▶ ページ抜粋
◆ ◆ ◆ ◆ ◆ ◆ ◆
普通のおっさんの溜め息

戦前派から若い世代の人たちへの申し送りです。政治、社会、教育など批判だけでなく、「前向きの提案」も聞いて下さい。

高齢者の犯罪の激増

2008-11-16 12:12:00 | 少子高齢化

  朝日新聞が今年の犯罪白書に関して社説高齢者の犯罪―孤立させない手助けをを発表している。
[高齢者犯罪増加の原因](以下青字:引用文、黒字:私の考え)
・経済問題
 お金と住む家に事欠いて、盗みに走る高齢者がいる。
 お年寄りは、働きたくてもなかなか雇ってもらえず、アパートも借りにくい。

 核家族化など社会情勢の変化と年金制度の充実に伴い、子供が老後の親と共に住んだり、仕送りで親の生活の援助をすると言う考えが希薄になるか、またはなくなった。
 私の住む団地の人達の殆ど大部分はもと大企業の従業員で、今問題になっているが年金で贅沢は出来ないが、それなりの生活を送っている。
 然し中にはもと中小企業の従業員だった人は少ない年金の足しに、パートで働く人、自営業で働いていたが立ち行かなくなり、タクシーの運転手として働いている初老の人もいる。
◆ ◆ ◆ ◆ ◆ ◆ ◆
▶ 提供情報
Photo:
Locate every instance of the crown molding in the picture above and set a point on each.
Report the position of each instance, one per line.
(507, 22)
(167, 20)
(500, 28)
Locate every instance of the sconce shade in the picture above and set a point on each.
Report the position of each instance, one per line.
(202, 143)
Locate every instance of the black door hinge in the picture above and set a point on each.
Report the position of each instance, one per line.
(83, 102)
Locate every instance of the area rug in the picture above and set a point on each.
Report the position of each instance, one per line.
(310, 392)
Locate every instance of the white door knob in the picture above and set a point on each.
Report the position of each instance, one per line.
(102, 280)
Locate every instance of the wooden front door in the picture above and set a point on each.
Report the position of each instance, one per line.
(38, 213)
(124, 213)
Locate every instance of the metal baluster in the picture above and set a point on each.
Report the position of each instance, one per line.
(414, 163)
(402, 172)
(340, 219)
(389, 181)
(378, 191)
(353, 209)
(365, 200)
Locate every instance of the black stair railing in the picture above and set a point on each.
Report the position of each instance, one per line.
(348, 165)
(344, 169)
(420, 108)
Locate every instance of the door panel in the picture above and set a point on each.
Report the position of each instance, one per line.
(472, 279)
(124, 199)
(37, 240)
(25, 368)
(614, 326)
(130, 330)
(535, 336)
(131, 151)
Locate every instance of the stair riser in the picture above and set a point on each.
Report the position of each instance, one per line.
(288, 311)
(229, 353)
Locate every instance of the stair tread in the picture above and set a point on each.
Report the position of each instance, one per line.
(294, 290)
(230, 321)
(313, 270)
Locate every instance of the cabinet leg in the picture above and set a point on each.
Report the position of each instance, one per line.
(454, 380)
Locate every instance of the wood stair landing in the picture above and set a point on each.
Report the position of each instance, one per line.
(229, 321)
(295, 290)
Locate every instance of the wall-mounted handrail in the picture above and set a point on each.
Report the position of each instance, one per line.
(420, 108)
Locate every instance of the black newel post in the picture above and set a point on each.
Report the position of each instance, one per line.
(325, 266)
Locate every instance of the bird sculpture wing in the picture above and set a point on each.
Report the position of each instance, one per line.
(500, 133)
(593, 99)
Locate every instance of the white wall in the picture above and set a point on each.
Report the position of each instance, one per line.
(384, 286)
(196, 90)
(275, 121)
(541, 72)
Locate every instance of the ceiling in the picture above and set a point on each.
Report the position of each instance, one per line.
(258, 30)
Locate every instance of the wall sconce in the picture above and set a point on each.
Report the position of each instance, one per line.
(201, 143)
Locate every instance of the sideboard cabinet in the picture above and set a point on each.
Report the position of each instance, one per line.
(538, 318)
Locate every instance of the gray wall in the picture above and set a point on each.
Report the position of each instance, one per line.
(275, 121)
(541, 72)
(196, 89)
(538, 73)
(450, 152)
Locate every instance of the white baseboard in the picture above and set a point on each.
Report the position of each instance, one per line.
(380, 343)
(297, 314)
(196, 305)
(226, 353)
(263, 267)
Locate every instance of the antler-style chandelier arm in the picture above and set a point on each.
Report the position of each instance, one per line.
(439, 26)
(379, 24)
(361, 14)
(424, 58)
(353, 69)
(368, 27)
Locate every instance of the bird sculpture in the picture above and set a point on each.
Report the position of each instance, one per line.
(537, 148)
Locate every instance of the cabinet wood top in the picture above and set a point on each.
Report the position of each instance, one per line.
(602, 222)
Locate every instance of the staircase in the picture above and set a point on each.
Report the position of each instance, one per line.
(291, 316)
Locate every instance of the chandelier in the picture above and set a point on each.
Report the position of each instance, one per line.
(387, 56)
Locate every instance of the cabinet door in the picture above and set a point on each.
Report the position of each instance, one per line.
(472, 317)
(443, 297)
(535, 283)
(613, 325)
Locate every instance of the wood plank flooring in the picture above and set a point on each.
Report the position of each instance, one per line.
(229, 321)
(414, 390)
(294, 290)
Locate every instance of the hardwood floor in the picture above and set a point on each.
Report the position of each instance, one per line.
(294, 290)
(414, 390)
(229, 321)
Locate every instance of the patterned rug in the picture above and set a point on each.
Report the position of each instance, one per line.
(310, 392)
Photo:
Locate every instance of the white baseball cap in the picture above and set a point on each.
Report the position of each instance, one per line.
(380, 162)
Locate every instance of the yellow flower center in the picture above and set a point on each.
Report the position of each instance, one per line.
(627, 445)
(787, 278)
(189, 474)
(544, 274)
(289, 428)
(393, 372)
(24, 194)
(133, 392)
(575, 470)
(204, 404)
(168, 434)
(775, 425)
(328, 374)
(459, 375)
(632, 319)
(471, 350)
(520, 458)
◆ ◆ ◆ ◆ ◆ ◆ ◆
▶ 実施する作業
**A)** 高齢者の犯罪についての記事のうち、「朝日新聞が今年の犯罪白書に関」から「になるか、またはなくなった。」までの部分を、「アパート」を「賃貸住宅」に置き換えて書き直してください。
**B)** 高齢者の犯罪を扱った記事の続きを書いてください。

▶ 作業への回答
**A)**
朝日新聞が今年の犯罪白書に関して社説高齢者の犯罪―孤立させない手助けをを発表している。
[高齢者犯罪増加の原因](以下青字:引用文、黒字:私の考え)
・経済問題
 お金と住む家に事欠いて、盗みに走る高齢者がいる。
 お年寄りは、働きたくてもなかなか雇ってもらえず、賃貸住宅も借りにくい。

 核家族化など社会情勢の変化と年金制度の充実に伴い、子供が老後の親と共に住んだり、仕送りで親の生活の援助をすると言う考えが希薄になるか、またはなくなった。

**B)**
 これは特別の事情のある人たちを除いて、一般的に言えば中小企業の中では厚生年金制度が完全に護られてないこと、自営業の人達の老後に対しては国民年金を設けたが(厚生年金は会社が半分負担する)などその運用は自己責任として放置された結果だ。
 この人達は小泉さんや竹中さんの言う自己責任だと言えばお終いだが、それだけ済まされない大きな問題だ。

 80歳を越した私の経験から言えば、少なくもとも70歳までは充分に働ける体力も気力も持った人達が多くいる。
 そして唯今現在は経済の悪化で情勢が変わっているが、日本は基本的には人材不足で外国人100万人導入を主張する人達もいる。
 仕事の内容で考えれば高齢者でできることはいくらでもある。(リサイクルの為の携帯、テレビ、パソコンなどの解体などは適例だ)
 給与についても本人には年金があるので、最低賃金でもなんとか凌げる。(会社にとってもコスト節減になる)
 問題は企業の考え方一つだと言う事と、それに対する政府の指導だ。
 私は某テレビで「刑務所なら寝床と食事と仕事がある」と言った初老の人の言葉が忘れられない。
 その人は仕事を通じて世の中に役立つことで、自分の生き甲斐を持ちたいのだ。
 企業も政府もこんな気持ちのある人達の希望に応えてやるべきだ。

・社会からの孤立
 罪を重ねた高齢者ほど独り身の割合が高く、親族との音信も途絶えがちだという。  家族や地域とのつながりを失った高齢者は、追いつめられやすい。
 困ったことがあっても、だれにも相談できない。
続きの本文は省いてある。